## [Assignment]
Translate this sentence from the forum thread about HAR files into Spanish: "So I prefer deleting request cookies before sharing the HAR file."

Reading text START

3

It's common to diagnose web app with HAR file especially when seeking technical support from another person. However, HAR file contains sensitive info like request cookies. For example, if following this guide, it could share cookie values to technical support if HAR file is not cleaned up.

So I prefer deleting request cookies before sharing the HAR file.

Is there any simple command to do it?

shawnzhu
  • 7,233
  • 4
  • 35
  • 51
  • 1
    I use `cat given.har | jq 'del(.log.entries[].request.headers[] | select(.name == "Cookie"))' | jq 'del(.log.entries[].request.cookies)'` but expecting better answer(s) – shawnzhu Jan 22 '21 at 22:35
  • 1
    Please follow the [mcve] guidelines as much as possible. In particular, it would be useful to see a relevant extract from `cat given.har` – peak Jan 22 '21 at 23:05
  • @shawnzhu The use-case seems legitimate and practical. Since you're asking for a *better* answer, how would a *better* answer improve on your existing oneliner? Thanks – wsdookadr Jan 24 '21 at 21:28
  • 4
    @shawnzhu For what it's worth, there is a [HAR sanitizer here](https://github.com/google/har-sanitizer) written by Google, which [was also dockerized](https://www.smcmaster.com/2020/03/har-sanitizer-in-dockerhub.html) and available on dockerhub. It's capable of stripping [cookies, headers and various query string parameters](https://github.com/google/har-sanitizer/blob/master/harsanitizer/harsanitizer.py#L620) . – wsdookadr Jan 24 '21 at 21:35
  • @wsdookadr my current method is just a quick idea. I would love to get feedback on anything else should be cleaned up besides cookies. I like the answer of the HAR sanitizer and would love to accept it as an answer. – shawnzhu Jan 27 '21 at 14:36
  • using jq seems a perfectly reasonable solution to me. Never heard about HAR sanitizer, but it seems another good option. An alternative would be to not record the HAR file in a browser, and use a tool like https://www.webpagetest.org/ instead. – jackdbd May 07 '21 at 11:15

1 Answers1

2

To indiscriminately delete all request.cookies:

jq 'del(.. | .request?.cookies?)' www.ibm.com.har

As an example, given this JSON file:

$ jq -M . /tmp/hartest.json
{
  "one": {
    "foo": {
      "bar": true,
      "baz": 23
    }
  },
  "two": {
    "foo": {
      "bar": "Hello",
      "baz": "World"

Reading text END
Record extracts START

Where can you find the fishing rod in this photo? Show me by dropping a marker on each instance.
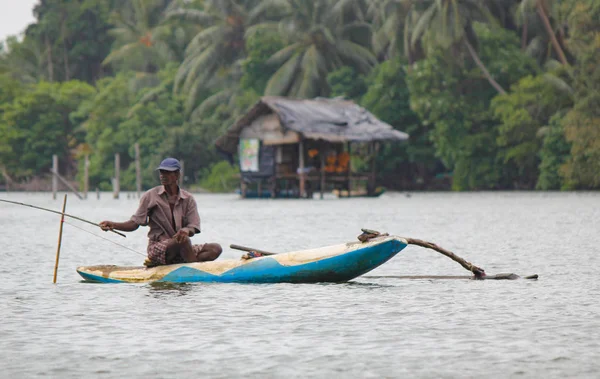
(53, 211)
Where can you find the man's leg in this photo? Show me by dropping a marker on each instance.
(179, 252)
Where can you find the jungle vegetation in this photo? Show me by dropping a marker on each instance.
(495, 94)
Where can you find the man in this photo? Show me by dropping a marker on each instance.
(172, 215)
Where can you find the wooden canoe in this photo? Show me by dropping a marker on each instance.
(337, 263)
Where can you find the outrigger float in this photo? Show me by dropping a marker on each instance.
(337, 263)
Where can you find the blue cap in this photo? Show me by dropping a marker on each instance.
(169, 164)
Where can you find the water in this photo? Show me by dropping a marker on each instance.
(368, 328)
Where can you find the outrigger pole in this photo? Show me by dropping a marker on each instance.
(60, 213)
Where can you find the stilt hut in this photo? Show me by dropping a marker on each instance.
(293, 148)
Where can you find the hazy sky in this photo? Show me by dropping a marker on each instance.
(15, 15)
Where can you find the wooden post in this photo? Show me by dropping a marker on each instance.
(116, 184)
(54, 177)
(348, 178)
(62, 220)
(67, 184)
(182, 173)
(301, 168)
(371, 185)
(138, 170)
(243, 188)
(322, 157)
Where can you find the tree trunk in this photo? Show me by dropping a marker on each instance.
(49, 55)
(483, 68)
(546, 21)
(524, 34)
(64, 43)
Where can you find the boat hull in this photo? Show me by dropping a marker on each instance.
(338, 263)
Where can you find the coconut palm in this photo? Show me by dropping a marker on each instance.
(315, 46)
(526, 15)
(140, 36)
(25, 60)
(448, 23)
(394, 20)
(219, 44)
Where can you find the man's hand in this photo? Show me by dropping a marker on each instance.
(107, 225)
(181, 235)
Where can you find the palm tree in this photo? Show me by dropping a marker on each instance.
(218, 45)
(139, 36)
(448, 23)
(525, 12)
(315, 46)
(394, 20)
(25, 60)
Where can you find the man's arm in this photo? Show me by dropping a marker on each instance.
(127, 226)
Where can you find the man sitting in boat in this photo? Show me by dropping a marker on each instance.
(172, 215)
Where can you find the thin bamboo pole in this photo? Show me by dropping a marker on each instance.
(86, 175)
(54, 177)
(138, 171)
(62, 220)
(117, 178)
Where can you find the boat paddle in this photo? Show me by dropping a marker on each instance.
(59, 213)
(249, 249)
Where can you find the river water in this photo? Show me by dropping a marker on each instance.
(372, 327)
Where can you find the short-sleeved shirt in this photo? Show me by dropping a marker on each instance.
(154, 211)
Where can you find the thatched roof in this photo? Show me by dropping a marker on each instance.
(332, 120)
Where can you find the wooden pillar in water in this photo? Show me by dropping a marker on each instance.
(243, 188)
(138, 170)
(301, 168)
(371, 186)
(86, 175)
(54, 177)
(181, 173)
(116, 184)
(348, 169)
(322, 158)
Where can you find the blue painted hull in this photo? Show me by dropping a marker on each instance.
(337, 263)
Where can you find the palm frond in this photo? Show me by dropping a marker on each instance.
(283, 78)
(191, 15)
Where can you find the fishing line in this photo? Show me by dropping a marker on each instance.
(106, 239)
(63, 214)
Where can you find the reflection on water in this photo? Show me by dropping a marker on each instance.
(379, 325)
(169, 289)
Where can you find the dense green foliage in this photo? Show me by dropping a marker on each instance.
(494, 94)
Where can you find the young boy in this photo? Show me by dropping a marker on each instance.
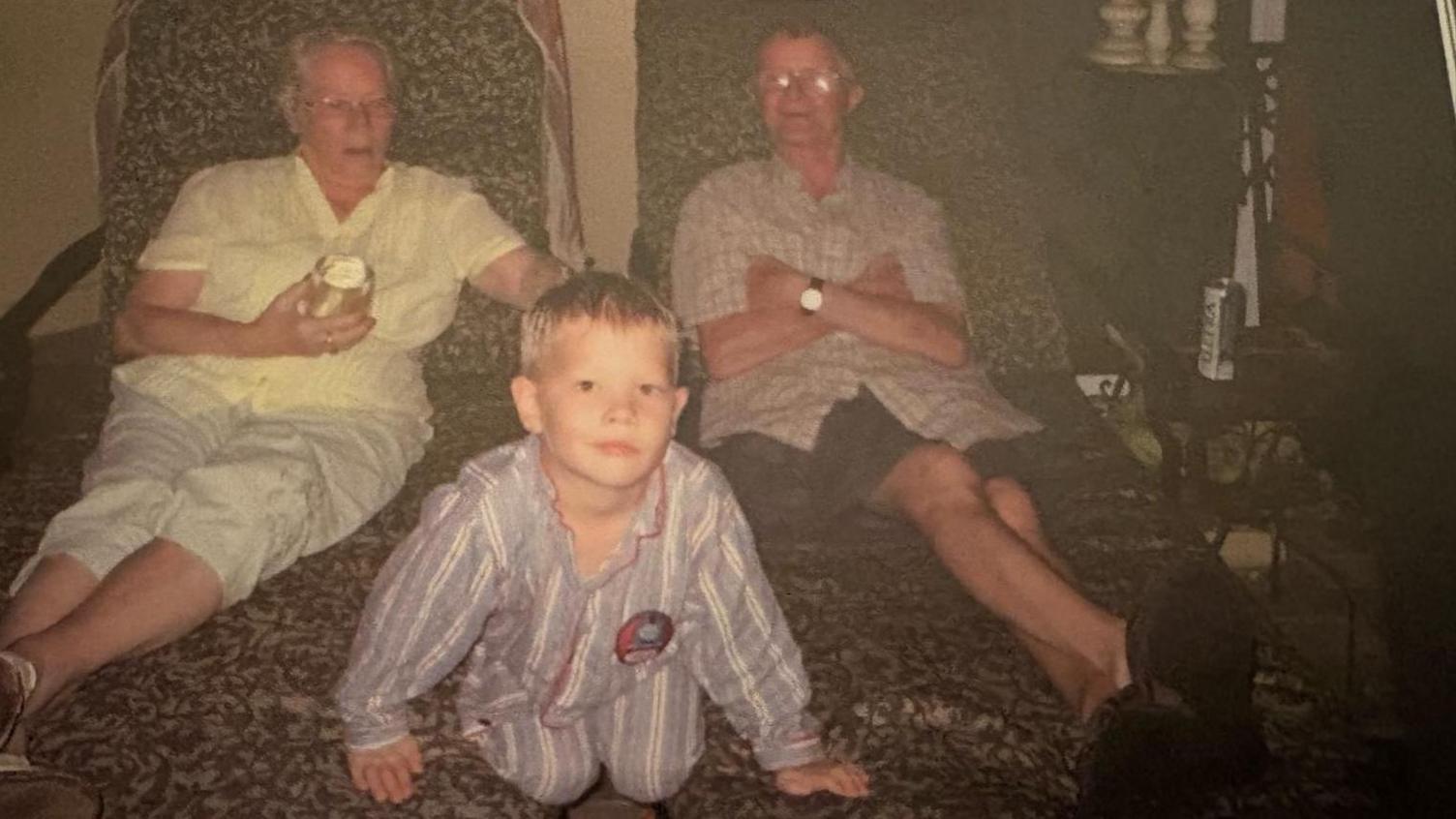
(598, 576)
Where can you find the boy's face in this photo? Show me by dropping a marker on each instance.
(604, 406)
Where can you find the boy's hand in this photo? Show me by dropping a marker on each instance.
(387, 772)
(843, 778)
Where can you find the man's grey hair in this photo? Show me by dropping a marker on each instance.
(805, 28)
(300, 49)
(601, 297)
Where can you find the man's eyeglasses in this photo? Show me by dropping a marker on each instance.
(814, 82)
(378, 108)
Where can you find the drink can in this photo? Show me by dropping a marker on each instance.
(338, 285)
(1222, 318)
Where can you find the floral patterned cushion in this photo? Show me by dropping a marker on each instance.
(199, 80)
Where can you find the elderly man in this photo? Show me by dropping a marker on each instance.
(246, 432)
(834, 331)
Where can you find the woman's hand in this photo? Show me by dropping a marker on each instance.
(843, 778)
(159, 320)
(283, 329)
(387, 772)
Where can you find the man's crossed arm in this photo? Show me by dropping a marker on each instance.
(877, 305)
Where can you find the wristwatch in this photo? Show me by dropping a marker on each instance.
(812, 296)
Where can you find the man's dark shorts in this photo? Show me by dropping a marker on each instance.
(786, 490)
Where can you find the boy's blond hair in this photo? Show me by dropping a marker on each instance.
(597, 296)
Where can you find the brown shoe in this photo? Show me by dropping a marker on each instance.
(16, 682)
(35, 793)
(603, 802)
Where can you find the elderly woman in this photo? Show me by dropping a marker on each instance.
(243, 432)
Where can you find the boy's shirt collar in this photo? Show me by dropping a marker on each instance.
(647, 521)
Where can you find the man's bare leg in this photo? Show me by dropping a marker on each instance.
(155, 596)
(988, 536)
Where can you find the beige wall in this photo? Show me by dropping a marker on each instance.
(601, 52)
(48, 55)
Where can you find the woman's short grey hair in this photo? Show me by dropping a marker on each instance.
(302, 48)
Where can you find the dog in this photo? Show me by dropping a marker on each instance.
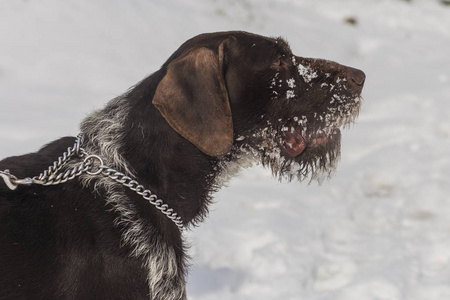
(222, 99)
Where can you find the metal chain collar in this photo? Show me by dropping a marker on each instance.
(92, 165)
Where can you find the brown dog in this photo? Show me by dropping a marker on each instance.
(220, 98)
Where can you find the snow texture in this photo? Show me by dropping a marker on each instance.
(379, 229)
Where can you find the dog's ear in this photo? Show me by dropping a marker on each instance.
(193, 99)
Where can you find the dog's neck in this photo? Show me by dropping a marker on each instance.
(129, 135)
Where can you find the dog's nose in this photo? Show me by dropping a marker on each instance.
(357, 77)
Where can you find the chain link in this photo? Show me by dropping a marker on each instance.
(92, 165)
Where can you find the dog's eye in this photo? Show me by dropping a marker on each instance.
(277, 62)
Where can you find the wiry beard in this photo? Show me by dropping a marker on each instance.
(316, 162)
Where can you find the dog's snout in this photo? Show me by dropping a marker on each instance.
(357, 77)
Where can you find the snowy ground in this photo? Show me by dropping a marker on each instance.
(378, 230)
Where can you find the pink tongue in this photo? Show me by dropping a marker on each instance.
(293, 143)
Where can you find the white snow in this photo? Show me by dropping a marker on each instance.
(379, 229)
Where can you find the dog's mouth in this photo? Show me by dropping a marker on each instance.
(295, 140)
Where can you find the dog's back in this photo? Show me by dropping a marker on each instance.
(60, 242)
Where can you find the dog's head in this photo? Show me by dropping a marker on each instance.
(235, 92)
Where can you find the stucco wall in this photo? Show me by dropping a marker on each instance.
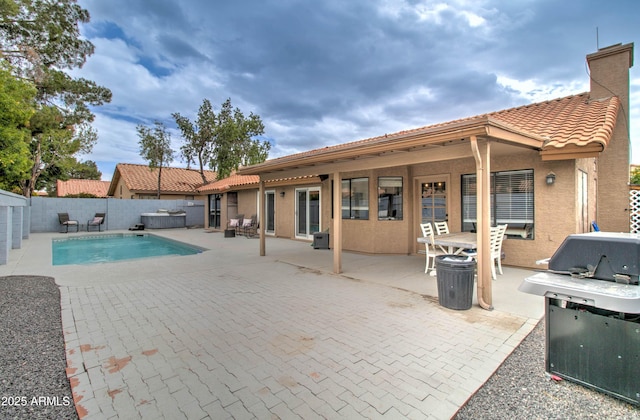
(121, 214)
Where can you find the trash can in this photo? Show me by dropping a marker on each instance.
(454, 274)
(320, 240)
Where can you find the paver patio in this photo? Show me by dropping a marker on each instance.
(229, 334)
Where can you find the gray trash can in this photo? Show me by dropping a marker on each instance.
(320, 240)
(454, 275)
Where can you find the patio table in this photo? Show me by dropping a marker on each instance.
(455, 242)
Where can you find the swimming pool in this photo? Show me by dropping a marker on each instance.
(92, 249)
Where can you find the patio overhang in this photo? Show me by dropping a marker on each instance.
(464, 139)
(431, 144)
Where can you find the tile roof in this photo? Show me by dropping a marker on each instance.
(234, 180)
(571, 122)
(140, 178)
(79, 186)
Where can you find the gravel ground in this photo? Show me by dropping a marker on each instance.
(521, 389)
(33, 381)
(32, 368)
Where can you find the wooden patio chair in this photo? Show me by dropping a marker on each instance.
(64, 220)
(235, 223)
(250, 226)
(442, 228)
(98, 220)
(430, 249)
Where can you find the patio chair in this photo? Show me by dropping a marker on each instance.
(430, 249)
(497, 237)
(442, 228)
(235, 223)
(64, 220)
(250, 226)
(98, 220)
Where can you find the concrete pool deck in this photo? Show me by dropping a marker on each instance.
(230, 334)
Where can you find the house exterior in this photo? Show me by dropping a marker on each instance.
(74, 187)
(132, 181)
(547, 170)
(229, 197)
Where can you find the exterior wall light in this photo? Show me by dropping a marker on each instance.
(551, 178)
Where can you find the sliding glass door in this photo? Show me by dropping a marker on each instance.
(307, 212)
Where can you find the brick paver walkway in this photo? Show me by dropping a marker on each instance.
(248, 337)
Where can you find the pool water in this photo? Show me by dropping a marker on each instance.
(116, 247)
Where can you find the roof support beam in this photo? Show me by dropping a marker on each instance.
(337, 223)
(483, 219)
(262, 202)
(457, 151)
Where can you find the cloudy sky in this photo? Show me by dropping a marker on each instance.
(324, 72)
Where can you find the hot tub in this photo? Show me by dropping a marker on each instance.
(163, 220)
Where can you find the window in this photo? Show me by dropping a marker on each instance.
(355, 198)
(232, 204)
(390, 198)
(511, 202)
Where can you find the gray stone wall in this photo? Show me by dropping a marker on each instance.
(120, 214)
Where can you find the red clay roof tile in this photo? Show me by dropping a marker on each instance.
(140, 178)
(79, 186)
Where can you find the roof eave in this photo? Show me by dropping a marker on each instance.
(406, 140)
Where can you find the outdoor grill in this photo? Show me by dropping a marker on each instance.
(592, 312)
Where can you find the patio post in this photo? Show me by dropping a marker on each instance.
(483, 215)
(261, 217)
(337, 223)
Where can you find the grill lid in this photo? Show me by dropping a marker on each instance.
(599, 255)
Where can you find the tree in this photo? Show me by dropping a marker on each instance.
(17, 105)
(39, 39)
(199, 136)
(155, 147)
(223, 141)
(635, 176)
(68, 168)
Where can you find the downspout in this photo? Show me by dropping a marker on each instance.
(479, 216)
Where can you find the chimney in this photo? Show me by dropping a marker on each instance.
(609, 71)
(609, 75)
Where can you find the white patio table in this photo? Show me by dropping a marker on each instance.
(455, 242)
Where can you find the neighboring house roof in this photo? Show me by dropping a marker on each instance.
(80, 186)
(574, 125)
(232, 181)
(142, 179)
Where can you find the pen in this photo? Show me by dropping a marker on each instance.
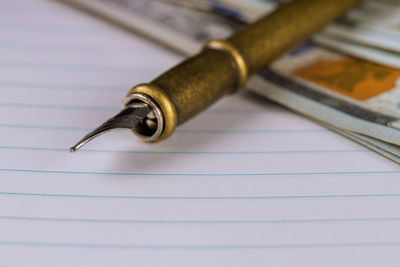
(153, 110)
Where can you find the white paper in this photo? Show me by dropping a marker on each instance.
(246, 183)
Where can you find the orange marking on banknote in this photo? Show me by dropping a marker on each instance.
(353, 77)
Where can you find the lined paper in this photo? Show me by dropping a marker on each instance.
(246, 183)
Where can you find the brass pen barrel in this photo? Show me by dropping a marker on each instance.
(223, 66)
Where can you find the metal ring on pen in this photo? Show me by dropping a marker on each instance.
(238, 58)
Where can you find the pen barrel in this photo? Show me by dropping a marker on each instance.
(290, 25)
(223, 66)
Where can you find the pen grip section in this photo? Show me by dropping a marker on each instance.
(198, 82)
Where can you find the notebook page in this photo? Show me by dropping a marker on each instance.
(246, 183)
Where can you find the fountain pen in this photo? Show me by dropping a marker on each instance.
(153, 110)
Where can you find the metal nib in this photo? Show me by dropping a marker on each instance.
(128, 118)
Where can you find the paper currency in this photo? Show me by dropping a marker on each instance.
(354, 97)
(371, 31)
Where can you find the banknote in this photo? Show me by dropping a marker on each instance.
(371, 31)
(355, 97)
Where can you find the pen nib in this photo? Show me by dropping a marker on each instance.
(128, 118)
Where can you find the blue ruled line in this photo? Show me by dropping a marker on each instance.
(182, 131)
(284, 221)
(77, 67)
(54, 86)
(52, 106)
(72, 48)
(197, 247)
(199, 174)
(200, 197)
(189, 152)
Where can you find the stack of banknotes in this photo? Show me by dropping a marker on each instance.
(347, 77)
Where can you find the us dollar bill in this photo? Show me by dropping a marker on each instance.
(355, 97)
(371, 31)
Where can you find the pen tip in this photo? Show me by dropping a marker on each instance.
(128, 118)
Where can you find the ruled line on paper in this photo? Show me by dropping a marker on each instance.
(270, 131)
(190, 152)
(201, 174)
(283, 221)
(87, 107)
(382, 195)
(82, 67)
(55, 86)
(51, 206)
(67, 48)
(198, 247)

Record extracts END

## [The completed task]
Por eso prefiero eliminar las cookies de las solicitudes antes de compartir el archivo HAR.